Write out exactly the lines of the entries below from the one holding "Target: white suv" to the one holding "sample | [350, 72]", inclusive, and leave out all other lines.

SOURCE DATA Block Start

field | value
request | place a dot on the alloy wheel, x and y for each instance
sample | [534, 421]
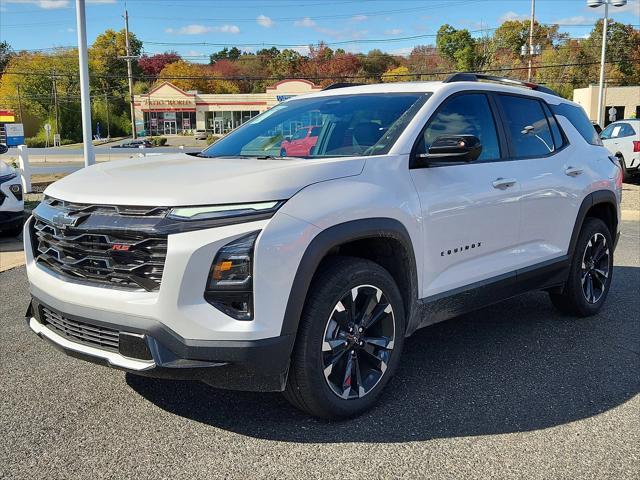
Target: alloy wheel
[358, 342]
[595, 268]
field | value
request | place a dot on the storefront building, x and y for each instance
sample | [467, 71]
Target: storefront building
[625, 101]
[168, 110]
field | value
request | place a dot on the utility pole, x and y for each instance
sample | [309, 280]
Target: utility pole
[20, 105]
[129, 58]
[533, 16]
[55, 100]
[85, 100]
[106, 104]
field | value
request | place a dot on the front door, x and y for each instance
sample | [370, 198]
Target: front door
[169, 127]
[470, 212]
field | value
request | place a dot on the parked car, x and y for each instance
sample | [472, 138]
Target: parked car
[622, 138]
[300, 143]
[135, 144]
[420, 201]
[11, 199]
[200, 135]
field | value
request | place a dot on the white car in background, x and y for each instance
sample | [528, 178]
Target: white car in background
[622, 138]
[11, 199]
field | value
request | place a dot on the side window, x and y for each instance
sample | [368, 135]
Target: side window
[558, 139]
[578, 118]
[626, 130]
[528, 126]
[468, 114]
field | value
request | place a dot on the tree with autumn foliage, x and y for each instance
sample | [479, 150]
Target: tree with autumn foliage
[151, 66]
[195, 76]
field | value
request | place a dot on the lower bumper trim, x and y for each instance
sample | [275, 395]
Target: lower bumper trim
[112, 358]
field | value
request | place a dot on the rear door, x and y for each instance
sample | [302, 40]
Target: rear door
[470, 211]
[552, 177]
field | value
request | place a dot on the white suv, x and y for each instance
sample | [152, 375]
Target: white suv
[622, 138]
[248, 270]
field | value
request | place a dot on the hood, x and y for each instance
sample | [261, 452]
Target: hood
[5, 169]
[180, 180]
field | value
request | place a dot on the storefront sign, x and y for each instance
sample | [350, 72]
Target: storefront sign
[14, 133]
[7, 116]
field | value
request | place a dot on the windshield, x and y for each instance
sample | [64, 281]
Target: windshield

SOURCE DATA Block End

#### TASK RESPONSE
Target: white suv
[622, 138]
[248, 270]
field | value
request | place a dot on the hood, x and y for each instance
sample | [261, 452]
Target: hood
[5, 169]
[180, 180]
field | value
request | place a dot on the storefront sign, x and y for each instance
sample | [350, 72]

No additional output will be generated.